(Excerpts of pointing data)
## Begin

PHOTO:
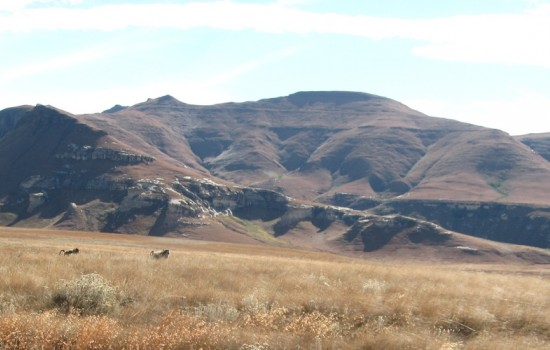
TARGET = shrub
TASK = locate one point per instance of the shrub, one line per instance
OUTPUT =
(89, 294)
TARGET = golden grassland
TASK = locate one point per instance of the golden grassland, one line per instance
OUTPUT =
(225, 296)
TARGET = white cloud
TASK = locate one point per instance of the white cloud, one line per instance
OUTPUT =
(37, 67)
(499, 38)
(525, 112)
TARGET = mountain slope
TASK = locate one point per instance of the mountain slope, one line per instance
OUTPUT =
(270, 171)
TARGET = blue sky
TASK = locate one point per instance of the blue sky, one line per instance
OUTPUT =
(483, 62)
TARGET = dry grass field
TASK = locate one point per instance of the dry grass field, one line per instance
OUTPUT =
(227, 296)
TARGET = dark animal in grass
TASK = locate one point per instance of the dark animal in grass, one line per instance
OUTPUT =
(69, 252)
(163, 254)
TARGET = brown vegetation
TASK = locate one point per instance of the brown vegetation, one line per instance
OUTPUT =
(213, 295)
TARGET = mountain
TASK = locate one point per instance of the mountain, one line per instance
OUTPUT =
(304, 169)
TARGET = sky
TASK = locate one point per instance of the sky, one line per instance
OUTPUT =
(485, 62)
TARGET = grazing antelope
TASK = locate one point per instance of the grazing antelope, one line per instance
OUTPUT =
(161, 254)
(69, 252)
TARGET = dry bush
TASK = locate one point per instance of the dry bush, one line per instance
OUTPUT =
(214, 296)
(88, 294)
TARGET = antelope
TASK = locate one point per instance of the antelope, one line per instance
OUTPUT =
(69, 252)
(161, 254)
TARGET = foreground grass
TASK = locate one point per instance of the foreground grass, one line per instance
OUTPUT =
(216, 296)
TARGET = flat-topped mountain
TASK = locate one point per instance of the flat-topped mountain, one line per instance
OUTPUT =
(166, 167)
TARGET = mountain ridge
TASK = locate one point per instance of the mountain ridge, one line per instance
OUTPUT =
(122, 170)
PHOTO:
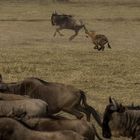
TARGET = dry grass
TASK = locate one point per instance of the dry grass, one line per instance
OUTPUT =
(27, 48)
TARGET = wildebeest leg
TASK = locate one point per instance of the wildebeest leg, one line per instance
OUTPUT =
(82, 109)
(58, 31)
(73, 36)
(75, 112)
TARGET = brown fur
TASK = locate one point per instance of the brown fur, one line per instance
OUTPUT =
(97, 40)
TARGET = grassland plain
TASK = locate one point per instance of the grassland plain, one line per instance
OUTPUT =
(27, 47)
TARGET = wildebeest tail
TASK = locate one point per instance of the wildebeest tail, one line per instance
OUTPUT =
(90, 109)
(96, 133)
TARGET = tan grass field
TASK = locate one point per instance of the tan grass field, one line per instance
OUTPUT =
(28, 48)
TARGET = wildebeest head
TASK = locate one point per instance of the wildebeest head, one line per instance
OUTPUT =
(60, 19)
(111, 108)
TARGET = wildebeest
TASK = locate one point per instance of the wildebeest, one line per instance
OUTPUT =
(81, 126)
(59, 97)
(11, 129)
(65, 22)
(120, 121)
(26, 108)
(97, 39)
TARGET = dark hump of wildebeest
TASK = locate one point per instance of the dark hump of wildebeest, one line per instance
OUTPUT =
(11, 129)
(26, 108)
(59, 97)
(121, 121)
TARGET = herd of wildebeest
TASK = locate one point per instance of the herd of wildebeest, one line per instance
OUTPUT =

## End

### Given problem:
Exactly reproduce each record, leaving out any pictures.

### The response:
PHOTO:
TARGET = shrub
TASK = locate one point per instance of the shrub, one line per instance
OUTPUT =
(89, 294)
TARGET = golden grassland
TASK = locate one point per instance of the golden grassland, one line per instance
OUTPUT =
(225, 296)
TARGET = white cloud
TASK = locate one point per instance of the white cloud, one line per instance
OUTPUT =
(37, 67)
(499, 38)
(525, 112)
TARGET = mountain slope
TASK = locate one point per instance of the mountain slope, one line per instance
OUTPUT =
(270, 171)
TARGET = blue sky
TASK = locate one point per instance of the blue sky, one line per instance
OUTPUT =
(483, 62)
TARGET = dry grass field
TASK = locate one point per instance of the dry grass field, one line per instance
OUTPUT =
(227, 296)
TARGET = dark animal in grass
TASK = locate one point per instance of the dark animal in grass, one line per instance
OUTPUT =
(69, 252)
(163, 254)
TARGET = brown vegetation
TASK = locate one point per instance of the brown vegetation, one line per instance
OUTPUT =
(213, 295)
TARGET = mountain
TASK = locate one point per instance of the mountain, one line per instance
OUTPUT =
(304, 169)
TARGET = sky
TASK = locate one point per instance of the sky, one line per instance
OUTPUT =
(485, 62)
TARGET = grazing antelope
TASK = locate one point per instance of the grazing antelope, one line per instance
OUTPUT =
(161, 254)
(69, 252)
TARGET = dry bush
TASK = locate one point per instance of the dry bush, one line per instance
OUTPUT =
(214, 296)
(88, 294)
TARGET = antelope
TASK = locate one point per instance of the antelope, one line per instance
OUTPUT =
(69, 252)
(161, 254)
TARGET = foreground grass
TASK = locate one point per instance of the foreground grass, one line per instance
OUTPUT =
(216, 296)
TARGET = flat-topped mountain
TASK = locate one point per instance of the flat-topped mountain, one line per instance
OUTPUT =
(166, 167)
TARGET = mountain ridge
TASK = locate one point per instance of the mountain ridge, one line per instance
OUTPUT =
(122, 170)
PHOTO:
TARGET = dry grass
TASK = locate one point per instance of the dry grass, one line per instance
OUTPUT =
(27, 48)
TARGET = wildebeest leg
TASK = locate one point per instance of the wildebeest leg, one line per instance
OUTPUT =
(82, 109)
(58, 31)
(73, 36)
(75, 112)
TARGET = brown fur
TASK = locate one point per instance of the brown fur, one line per instance
OUTPUT =
(97, 40)
TARGET = grassland plain
TASK = locate one point per instance of the grassland plain, one line per instance
OUTPUT =
(27, 47)
TARGET = wildebeest tail
TASK = locate one point per instance of the wildebeest tail, one line per instance
OUTPUT =
(90, 109)
(96, 133)
TARGET = tan grass field
TASK = locate one point per instance of the tan grass field, one line per instance
OUTPUT =
(28, 48)
TARGET = wildebeest head
TASK = locate one point per instance of the wildebeest head, one line per instance
OUTPUT =
(60, 19)
(111, 108)
TARGET = wildebeest
TASK = locate one point per instance of the wildebeest, one line per instance
OUTPUT =
(81, 126)
(59, 97)
(11, 129)
(65, 22)
(120, 121)
(26, 108)
(97, 39)
TARGET = dark hump of wildebeest
TASK = locate one point per instance of the dark hump of wildebeest, one line per instance
OUTPUT =
(11, 129)
(26, 108)
(59, 97)
(121, 121)
TARGET = herd of wildebeest
TASK = locate one point per instance of the herd of wildebeest, one line per instance
OUTPUT =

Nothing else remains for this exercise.